- [YOUR OBJECTIVE]:
Copy out all the entries exactly.

- [STUDY MATERIAL]:
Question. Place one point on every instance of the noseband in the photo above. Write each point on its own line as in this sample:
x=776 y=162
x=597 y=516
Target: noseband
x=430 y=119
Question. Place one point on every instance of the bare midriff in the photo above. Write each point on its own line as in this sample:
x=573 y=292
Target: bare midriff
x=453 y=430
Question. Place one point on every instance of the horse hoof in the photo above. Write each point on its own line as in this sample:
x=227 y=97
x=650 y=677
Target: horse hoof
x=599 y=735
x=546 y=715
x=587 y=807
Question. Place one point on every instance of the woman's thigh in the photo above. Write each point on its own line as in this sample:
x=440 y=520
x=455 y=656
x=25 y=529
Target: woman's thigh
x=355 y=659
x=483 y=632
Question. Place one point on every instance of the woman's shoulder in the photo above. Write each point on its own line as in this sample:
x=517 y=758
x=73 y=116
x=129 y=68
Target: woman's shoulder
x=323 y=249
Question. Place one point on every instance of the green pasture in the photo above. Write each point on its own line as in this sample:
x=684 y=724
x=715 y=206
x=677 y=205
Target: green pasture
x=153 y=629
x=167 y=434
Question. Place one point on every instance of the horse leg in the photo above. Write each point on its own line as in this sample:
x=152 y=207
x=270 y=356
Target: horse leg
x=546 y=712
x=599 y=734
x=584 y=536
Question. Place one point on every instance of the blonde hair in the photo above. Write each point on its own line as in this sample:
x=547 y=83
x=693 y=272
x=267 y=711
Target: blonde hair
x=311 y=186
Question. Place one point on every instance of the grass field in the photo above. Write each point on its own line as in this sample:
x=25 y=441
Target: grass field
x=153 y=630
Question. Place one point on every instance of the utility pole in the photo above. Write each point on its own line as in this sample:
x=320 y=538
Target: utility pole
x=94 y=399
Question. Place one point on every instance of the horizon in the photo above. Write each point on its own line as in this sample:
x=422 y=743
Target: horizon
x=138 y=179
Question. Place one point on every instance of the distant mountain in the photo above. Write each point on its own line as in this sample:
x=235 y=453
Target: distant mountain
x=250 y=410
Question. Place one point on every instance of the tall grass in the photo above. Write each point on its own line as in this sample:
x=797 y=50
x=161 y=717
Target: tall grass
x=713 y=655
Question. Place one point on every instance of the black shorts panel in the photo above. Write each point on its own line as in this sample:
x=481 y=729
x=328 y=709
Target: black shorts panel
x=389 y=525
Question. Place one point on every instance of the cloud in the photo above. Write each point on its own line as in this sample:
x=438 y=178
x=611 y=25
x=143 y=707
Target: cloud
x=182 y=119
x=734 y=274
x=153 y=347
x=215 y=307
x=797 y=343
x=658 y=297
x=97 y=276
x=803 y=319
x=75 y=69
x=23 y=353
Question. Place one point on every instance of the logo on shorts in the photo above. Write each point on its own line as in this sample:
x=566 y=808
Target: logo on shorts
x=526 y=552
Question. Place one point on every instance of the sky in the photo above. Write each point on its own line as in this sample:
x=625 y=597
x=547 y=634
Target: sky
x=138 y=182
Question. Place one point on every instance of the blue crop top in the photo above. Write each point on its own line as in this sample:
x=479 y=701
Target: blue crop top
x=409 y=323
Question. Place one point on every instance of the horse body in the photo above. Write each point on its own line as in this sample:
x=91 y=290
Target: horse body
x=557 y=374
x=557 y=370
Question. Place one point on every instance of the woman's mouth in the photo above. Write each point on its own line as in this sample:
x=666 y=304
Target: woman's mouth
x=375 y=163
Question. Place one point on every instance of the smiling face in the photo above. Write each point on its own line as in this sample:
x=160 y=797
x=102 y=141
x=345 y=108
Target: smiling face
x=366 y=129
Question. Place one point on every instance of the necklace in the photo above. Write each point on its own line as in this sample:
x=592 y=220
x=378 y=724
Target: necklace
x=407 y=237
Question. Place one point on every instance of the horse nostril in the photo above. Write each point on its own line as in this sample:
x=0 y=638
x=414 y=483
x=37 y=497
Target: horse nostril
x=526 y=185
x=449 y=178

- [OUTPUT FOR THIS EXERCISE]:
Question. Place one point on every instance of the noseband in the photo above. Write each point on its own line as in this sample:
x=776 y=162
x=597 y=516
Target: noseband
x=430 y=119
Question. Place one point on every instance of the bare midriff in the photo above. Write each point on its own line as in this sample:
x=573 y=292
Target: bare midriff
x=453 y=430
Question. Place one point on every instance of the horse hoof in the photo above. Write each point on its own line as in this sample:
x=227 y=97
x=650 y=677
Target: horse hoof
x=599 y=735
x=546 y=715
x=587 y=807
Question. Place one point on every instance of the woman's thigh in the photo above. Write each point on its own line as in this sample:
x=440 y=520
x=455 y=656
x=25 y=529
Target: woman's thigh
x=355 y=659
x=483 y=632
Question. Place one point on every instance of the woman's shoulder in the photo above. Write each point on its own line as in this sample:
x=517 y=758
x=73 y=116
x=129 y=68
Target: woman's shoulder
x=323 y=249
Question. Place one point on every instance of the green pasture in the photo above. Write each point on its own line as in this sample:
x=684 y=724
x=715 y=206
x=677 y=205
Target: green pasture
x=153 y=629
x=167 y=434
Question. Place one point on every instance of the horse leg in the photo above. Write each point on its own line as in this sample:
x=152 y=207
x=270 y=356
Target: horse leg
x=546 y=712
x=599 y=734
x=584 y=536
Question. Place one point on every instance of the blonde hair in the photo above. Write each point on its own line as in this sample:
x=547 y=83
x=693 y=272
x=267 y=711
Target: blonde hair
x=311 y=186
Question. Place one point on every instance of the grass field in the photo above. Write each point on its own line as in this sample:
x=25 y=441
Target: grass field
x=153 y=630
Question. Place one point on every instance of the utility pole in the photo above. Write each point on its own line as in this sample:
x=320 y=538
Target: utility pole
x=94 y=399
Question. Place one point on every instance of the horizon in the photo above. Write each point on its own line as in this sample:
x=422 y=743
Target: horizon
x=138 y=179
Question. Place one point on every instance of the distant mountain in the photo above. Write each point on its own line as in this sample:
x=235 y=453
Target: distant mountain
x=250 y=410
Question. Place one point on every instance of the tall grass in the photo above. Write each point on its own line as in this sample:
x=797 y=50
x=161 y=717
Target: tall grass
x=713 y=655
Question. Place one point on every instance of the black shorts panel in the photo above. Write each point on its own line as in this sample:
x=481 y=729
x=328 y=709
Target: black shorts panel
x=389 y=525
Question. Place one point on every instance of the cloud in the photo above. Write each point on its own line as in this sample:
x=438 y=178
x=611 y=25
x=143 y=707
Target: cloud
x=182 y=119
x=734 y=274
x=153 y=347
x=215 y=307
x=797 y=343
x=658 y=297
x=97 y=276
x=803 y=319
x=75 y=69
x=23 y=353
Question. Place one point on every instance of the logo on shorts in the photo above. Write each point on its own line as in this sample:
x=566 y=808
Target: logo on shorts
x=526 y=552
Question. Place one point on every instance of the sky in the photo above. Write each point on its own line as in this sample:
x=625 y=597
x=547 y=634
Target: sky
x=138 y=182
Question. Place one point on every instance of the blue crop top in the photo above. Write each point on its own line as in this sample:
x=479 y=701
Target: blue crop top
x=409 y=323
Question. Place one point on every instance of the horse body in the photo above. Write each point on its own line as in this sample:
x=91 y=290
Target: horse body
x=557 y=374
x=557 y=370
Question. Place one point on every instance of the woman's mouth in the photo above. Write each point on its own line as in this sample:
x=666 y=304
Target: woman's mouth
x=375 y=163
Question. Place one point on every instance of the smiling face in the photo above. Write each point on its own line as in this sample:
x=160 y=797
x=102 y=141
x=345 y=108
Target: smiling face
x=366 y=129
Question. Place one point on every instance of the necklace in the photo above. Write each point on its own line as in this sample:
x=592 y=220
x=378 y=724
Target: necklace
x=407 y=237
Question. Place one point on every instance of the horse nostril in the photo above. Write each point on its own line as in this sample:
x=0 y=638
x=414 y=483
x=37 y=497
Target: horse nostril
x=526 y=185
x=449 y=178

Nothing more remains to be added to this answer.